> _SELECTED PASSAGE_
+---+

Location
- Meherpur Sadar Bangladesh 23°46′27″N 88°38′03″E﻿ / ﻿23.7742°N 88.6341°E

Information
- Established: 1854
- School district: Meherpur
- Campus type: Rural
- Sports: Football, cricket, chess, athletics
- Website: www.meherpurghs.edu.bd

= Meherpur Government High School =

School in Bangladesh it is best school of meherpur and famous school

Meherpur Government High School is situated in Meherpur, Bangladesh. It was established in 1854, since the British regime in Indian sub-continent. Before the partition of India in 1947, the school was inclusive to a village of Nadia District, named Kathuli. After the plotting of Radcliffe Line, the school was almost to the frontier line of East Bengal. Later, the school was shifted to the present place in 1960 due to the reason, naming Meherpur Multilateral Model High School. After 8 years of the relocation, on 15 November 1968, the school eventually named as Meherpur Govt. High School.

==Administration==

===Teachers===
Currently, 68 teachers have been appointed to proceed the academic curriculum of the school.

===PTA Committee===
The PTA committee is formulated to build up the relationship between teachers and guardians for the betterment of the school and the academic procedure.

===Accountability===
The school is accountable to the district commissioner's office, directly to the assistant commissioner (education) of the Meherpur district.

+---+

Collected data entries:
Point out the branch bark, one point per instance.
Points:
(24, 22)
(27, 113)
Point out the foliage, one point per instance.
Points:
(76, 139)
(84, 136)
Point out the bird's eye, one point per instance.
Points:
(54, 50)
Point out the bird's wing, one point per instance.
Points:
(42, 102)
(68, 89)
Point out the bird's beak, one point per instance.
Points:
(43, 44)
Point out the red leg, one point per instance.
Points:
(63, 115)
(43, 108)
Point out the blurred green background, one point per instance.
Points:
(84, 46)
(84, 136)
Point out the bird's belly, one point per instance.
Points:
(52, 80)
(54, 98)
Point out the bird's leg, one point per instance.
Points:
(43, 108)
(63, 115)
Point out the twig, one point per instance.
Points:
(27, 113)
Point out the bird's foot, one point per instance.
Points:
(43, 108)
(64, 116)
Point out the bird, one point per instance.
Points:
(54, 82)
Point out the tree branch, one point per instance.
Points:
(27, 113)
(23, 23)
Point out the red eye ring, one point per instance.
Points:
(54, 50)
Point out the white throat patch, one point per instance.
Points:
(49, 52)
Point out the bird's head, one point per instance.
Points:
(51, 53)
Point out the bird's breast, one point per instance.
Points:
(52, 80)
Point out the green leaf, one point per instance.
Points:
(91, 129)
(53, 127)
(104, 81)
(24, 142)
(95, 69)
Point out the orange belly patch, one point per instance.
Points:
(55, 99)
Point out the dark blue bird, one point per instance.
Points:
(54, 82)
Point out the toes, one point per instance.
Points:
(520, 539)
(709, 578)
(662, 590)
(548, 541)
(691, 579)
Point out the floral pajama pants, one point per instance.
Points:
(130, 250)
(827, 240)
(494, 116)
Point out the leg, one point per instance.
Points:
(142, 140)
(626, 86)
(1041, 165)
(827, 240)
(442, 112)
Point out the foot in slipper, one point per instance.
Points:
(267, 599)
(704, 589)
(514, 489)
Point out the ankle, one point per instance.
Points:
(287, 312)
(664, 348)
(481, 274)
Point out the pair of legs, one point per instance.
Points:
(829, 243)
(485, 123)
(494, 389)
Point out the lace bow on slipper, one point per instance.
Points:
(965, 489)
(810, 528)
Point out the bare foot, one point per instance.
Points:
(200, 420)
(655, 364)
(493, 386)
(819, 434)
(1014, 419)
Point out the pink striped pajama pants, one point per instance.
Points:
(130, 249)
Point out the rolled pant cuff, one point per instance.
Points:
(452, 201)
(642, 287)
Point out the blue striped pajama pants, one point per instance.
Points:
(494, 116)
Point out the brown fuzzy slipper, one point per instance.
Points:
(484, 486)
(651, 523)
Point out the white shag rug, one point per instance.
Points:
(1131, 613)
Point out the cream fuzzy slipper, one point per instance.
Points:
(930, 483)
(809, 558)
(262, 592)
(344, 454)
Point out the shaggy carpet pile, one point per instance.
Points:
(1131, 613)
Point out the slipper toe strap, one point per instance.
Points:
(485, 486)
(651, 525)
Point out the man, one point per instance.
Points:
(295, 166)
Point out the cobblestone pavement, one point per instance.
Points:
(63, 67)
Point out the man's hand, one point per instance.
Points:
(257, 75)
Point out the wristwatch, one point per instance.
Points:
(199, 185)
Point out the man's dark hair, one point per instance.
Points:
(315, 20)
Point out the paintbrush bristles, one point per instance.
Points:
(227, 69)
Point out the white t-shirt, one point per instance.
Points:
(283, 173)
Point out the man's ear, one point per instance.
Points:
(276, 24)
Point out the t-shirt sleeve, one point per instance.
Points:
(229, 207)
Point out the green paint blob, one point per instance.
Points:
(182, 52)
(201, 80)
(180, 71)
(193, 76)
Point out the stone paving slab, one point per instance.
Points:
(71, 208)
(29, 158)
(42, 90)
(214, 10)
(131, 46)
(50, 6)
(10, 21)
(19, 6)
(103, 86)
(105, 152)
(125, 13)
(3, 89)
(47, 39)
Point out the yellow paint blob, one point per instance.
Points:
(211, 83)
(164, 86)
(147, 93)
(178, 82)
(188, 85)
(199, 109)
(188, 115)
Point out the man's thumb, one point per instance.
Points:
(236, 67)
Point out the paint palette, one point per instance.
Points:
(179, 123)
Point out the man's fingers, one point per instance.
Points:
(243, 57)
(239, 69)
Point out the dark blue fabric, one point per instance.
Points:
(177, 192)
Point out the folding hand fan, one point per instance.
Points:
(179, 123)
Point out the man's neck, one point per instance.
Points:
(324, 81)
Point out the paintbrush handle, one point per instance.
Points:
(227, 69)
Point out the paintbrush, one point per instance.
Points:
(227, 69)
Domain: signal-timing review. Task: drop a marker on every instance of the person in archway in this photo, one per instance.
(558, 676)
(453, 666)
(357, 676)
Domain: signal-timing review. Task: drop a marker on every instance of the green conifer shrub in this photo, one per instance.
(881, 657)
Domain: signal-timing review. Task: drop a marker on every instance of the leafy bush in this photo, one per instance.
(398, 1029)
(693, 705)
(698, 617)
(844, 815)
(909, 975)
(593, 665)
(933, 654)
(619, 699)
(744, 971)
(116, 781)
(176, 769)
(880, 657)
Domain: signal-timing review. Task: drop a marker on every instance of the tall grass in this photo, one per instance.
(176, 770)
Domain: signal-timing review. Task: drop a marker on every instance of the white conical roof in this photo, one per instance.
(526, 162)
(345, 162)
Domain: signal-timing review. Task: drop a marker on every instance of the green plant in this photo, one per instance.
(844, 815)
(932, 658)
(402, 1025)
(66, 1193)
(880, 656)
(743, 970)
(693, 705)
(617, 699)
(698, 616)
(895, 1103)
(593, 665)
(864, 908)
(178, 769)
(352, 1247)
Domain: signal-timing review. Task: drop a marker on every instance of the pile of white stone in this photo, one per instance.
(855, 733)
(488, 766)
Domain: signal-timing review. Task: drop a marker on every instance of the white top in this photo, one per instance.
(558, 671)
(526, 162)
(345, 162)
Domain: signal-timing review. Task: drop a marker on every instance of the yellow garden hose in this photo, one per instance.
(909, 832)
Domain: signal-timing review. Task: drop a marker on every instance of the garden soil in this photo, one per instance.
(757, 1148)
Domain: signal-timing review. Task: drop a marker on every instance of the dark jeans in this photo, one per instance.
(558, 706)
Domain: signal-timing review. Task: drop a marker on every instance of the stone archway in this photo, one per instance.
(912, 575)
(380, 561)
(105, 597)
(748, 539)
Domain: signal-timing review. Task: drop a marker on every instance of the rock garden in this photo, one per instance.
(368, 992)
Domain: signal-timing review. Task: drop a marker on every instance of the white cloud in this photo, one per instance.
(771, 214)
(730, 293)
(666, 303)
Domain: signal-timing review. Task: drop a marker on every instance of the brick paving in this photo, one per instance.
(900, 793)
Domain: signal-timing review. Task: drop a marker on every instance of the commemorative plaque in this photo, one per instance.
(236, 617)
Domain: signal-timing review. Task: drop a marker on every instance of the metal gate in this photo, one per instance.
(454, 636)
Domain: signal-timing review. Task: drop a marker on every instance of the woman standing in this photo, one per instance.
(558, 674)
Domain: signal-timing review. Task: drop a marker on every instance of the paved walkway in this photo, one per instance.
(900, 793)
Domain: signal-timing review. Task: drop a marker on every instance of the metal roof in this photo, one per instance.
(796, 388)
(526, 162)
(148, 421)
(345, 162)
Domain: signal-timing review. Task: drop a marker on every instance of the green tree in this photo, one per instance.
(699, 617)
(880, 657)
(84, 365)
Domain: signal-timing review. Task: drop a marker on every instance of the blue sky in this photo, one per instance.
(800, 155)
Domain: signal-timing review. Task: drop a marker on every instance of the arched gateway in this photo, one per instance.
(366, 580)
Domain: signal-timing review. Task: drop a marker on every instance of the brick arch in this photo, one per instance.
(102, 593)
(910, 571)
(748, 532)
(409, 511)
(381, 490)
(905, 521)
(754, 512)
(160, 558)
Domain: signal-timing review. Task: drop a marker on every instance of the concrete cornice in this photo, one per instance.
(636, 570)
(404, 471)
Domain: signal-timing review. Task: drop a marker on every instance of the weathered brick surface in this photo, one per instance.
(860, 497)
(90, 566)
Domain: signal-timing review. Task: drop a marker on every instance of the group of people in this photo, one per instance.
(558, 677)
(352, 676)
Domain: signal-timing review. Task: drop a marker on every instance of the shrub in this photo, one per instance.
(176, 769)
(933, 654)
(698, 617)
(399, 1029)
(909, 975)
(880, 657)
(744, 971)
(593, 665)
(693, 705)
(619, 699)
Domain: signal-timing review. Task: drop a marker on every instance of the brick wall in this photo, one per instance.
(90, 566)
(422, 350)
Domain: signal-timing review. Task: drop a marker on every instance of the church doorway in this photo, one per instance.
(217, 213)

+---+

> _ACTIVITY A_
List the sports named in the text about Meherpur Government High School.
> _ACTIVITY B_
Pick up the text about Meherpur Government High School after its last sentence and keep it going.
The data above doesn't matter for anything here.

> _WRITTEN REPLY A_
Football, cricket, chess, athletics

> _WRITTEN REPLY B_
==Curriculum==
It is a typical government operated high school where students are usually admitted in class 3 or class 6 and ends after passing the SSC examination or the secondary school certificate, which is a public examination in Bangladesh. Before passing SSC, the students have to sit for another exam called JSC or junior school certificate.

Passing JSC exam, students choose their concentrations from science, commerce or arts. After passing SSC examination from one of these concentrations, the students finish their high school life and move on for higher secondary schools, or also known as college.

==Facilities==
Being a government school, the school provides multifarious facility which are following:

- Physics Lab
- Biology Lab
- Chemistry Lab
- Computer Lab
- Library
- Common Room
- Bicycle Stand
- Play Ground

==Scholarship==
Merit based government provided scholarships are available here.